• Task input:
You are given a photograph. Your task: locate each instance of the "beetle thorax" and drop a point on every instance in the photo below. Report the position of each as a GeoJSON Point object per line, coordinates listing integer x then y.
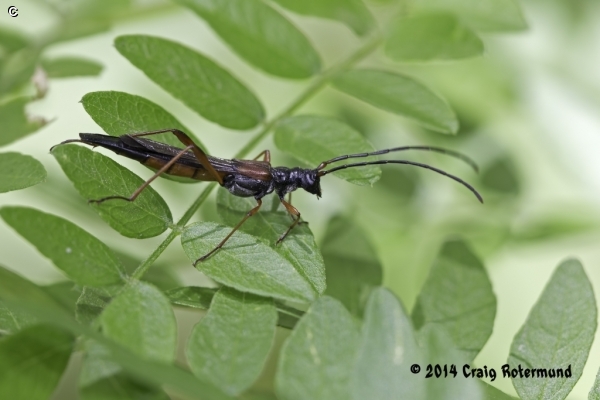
{"type": "Point", "coordinates": [289, 179]}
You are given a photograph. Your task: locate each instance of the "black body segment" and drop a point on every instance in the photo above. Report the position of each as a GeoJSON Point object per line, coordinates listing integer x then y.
{"type": "Point", "coordinates": [242, 178]}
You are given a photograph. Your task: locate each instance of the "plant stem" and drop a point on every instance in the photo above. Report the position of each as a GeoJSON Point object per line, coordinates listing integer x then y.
{"type": "Point", "coordinates": [324, 78]}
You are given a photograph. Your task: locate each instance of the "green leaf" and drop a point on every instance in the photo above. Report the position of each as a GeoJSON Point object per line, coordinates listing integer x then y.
{"type": "Point", "coordinates": [144, 369]}
{"type": "Point", "coordinates": [245, 264]}
{"type": "Point", "coordinates": [192, 296]}
{"type": "Point", "coordinates": [194, 79]}
{"type": "Point", "coordinates": [18, 69]}
{"type": "Point", "coordinates": [201, 297]}
{"type": "Point", "coordinates": [66, 293]}
{"type": "Point", "coordinates": [351, 12]}
{"type": "Point", "coordinates": [96, 176]}
{"type": "Point", "coordinates": [458, 298]}
{"type": "Point", "coordinates": [558, 333]}
{"type": "Point", "coordinates": [74, 251]}
{"type": "Point", "coordinates": [501, 176]}
{"type": "Point", "coordinates": [32, 362]}
{"type": "Point", "coordinates": [14, 289]}
{"type": "Point", "coordinates": [491, 393]}
{"type": "Point", "coordinates": [595, 391]}
{"type": "Point", "coordinates": [316, 359]}
{"type": "Point", "coordinates": [261, 35]}
{"type": "Point", "coordinates": [120, 113]}
{"type": "Point", "coordinates": [313, 139]}
{"type": "Point", "coordinates": [439, 350]}
{"type": "Point", "coordinates": [352, 266]}
{"type": "Point", "coordinates": [12, 321]}
{"type": "Point", "coordinates": [16, 124]}
{"type": "Point", "coordinates": [299, 247]}
{"type": "Point", "coordinates": [67, 67]}
{"type": "Point", "coordinates": [435, 36]}
{"type": "Point", "coordinates": [12, 40]}
{"type": "Point", "coordinates": [386, 349]}
{"type": "Point", "coordinates": [132, 319]}
{"type": "Point", "coordinates": [101, 379]}
{"type": "Point", "coordinates": [90, 305]}
{"type": "Point", "coordinates": [229, 346]}
{"type": "Point", "coordinates": [18, 171]}
{"type": "Point", "coordinates": [483, 15]}
{"type": "Point", "coordinates": [400, 95]}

• What the task requires: Pictures are to be dropped, and every record is to be copied exactly.

• Exercise result:
You are given a photograph. Your task: locate each instance of the "beetle thorax" and drop a point on every instance in the photo below. Report the position of each as a GeoJSON Point object per line, coordinates listing integer x then y.
{"type": "Point", "coordinates": [289, 179]}
You are given a photograph. Your task: locate each instance of the "black body segment" and drop a point on every instance in the photo above. Report the position of each as a GeoJSON Point object per line, coordinates listing integer x then y.
{"type": "Point", "coordinates": [242, 178]}
You are given a photograph. Your task: locate each instance of the "plant stem" and drop a point on every instance in the photo above. Report the position of each as a GeoJSON Point object per line, coordinates listing integer x then y.
{"type": "Point", "coordinates": [324, 78]}
You are given a photograph. Your task: locate each instance of the "green leaf" and drop a point on every instance in the photo above. Report the position of each as a GeoJSON Point object per line, coordinates listing integer x then y.
{"type": "Point", "coordinates": [144, 369]}
{"type": "Point", "coordinates": [245, 264]}
{"type": "Point", "coordinates": [192, 296]}
{"type": "Point", "coordinates": [194, 79]}
{"type": "Point", "coordinates": [18, 69]}
{"type": "Point", "coordinates": [201, 297]}
{"type": "Point", "coordinates": [66, 293]}
{"type": "Point", "coordinates": [351, 12]}
{"type": "Point", "coordinates": [96, 176]}
{"type": "Point", "coordinates": [458, 298]}
{"type": "Point", "coordinates": [558, 333]}
{"type": "Point", "coordinates": [74, 251]}
{"type": "Point", "coordinates": [501, 176]}
{"type": "Point", "coordinates": [32, 362]}
{"type": "Point", "coordinates": [14, 289]}
{"type": "Point", "coordinates": [491, 393]}
{"type": "Point", "coordinates": [595, 391]}
{"type": "Point", "coordinates": [316, 359]}
{"type": "Point", "coordinates": [261, 35]}
{"type": "Point", "coordinates": [120, 113]}
{"type": "Point", "coordinates": [313, 139]}
{"type": "Point", "coordinates": [439, 350]}
{"type": "Point", "coordinates": [352, 266]}
{"type": "Point", "coordinates": [12, 321]}
{"type": "Point", "coordinates": [16, 124]}
{"type": "Point", "coordinates": [299, 247]}
{"type": "Point", "coordinates": [67, 67]}
{"type": "Point", "coordinates": [435, 36]}
{"type": "Point", "coordinates": [12, 40]}
{"type": "Point", "coordinates": [386, 349]}
{"type": "Point", "coordinates": [132, 319]}
{"type": "Point", "coordinates": [101, 379]}
{"type": "Point", "coordinates": [90, 305]}
{"type": "Point", "coordinates": [229, 346]}
{"type": "Point", "coordinates": [18, 171]}
{"type": "Point", "coordinates": [483, 15]}
{"type": "Point", "coordinates": [400, 95]}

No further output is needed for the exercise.